## Task statement
Replace every occurrence of "steep tiled roof" with "pitched slate roof" in the lines below. Leave everything else unchanged.

## Data extract

╭──

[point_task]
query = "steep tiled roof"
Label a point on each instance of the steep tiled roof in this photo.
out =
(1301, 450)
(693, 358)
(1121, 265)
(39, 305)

╰──

## Result for this task
[point_task]
query = "pitched slate roof"
Label a point on each instance of the pitched slate roof in this photo.
out =
(1301, 450)
(693, 358)
(1121, 265)
(39, 305)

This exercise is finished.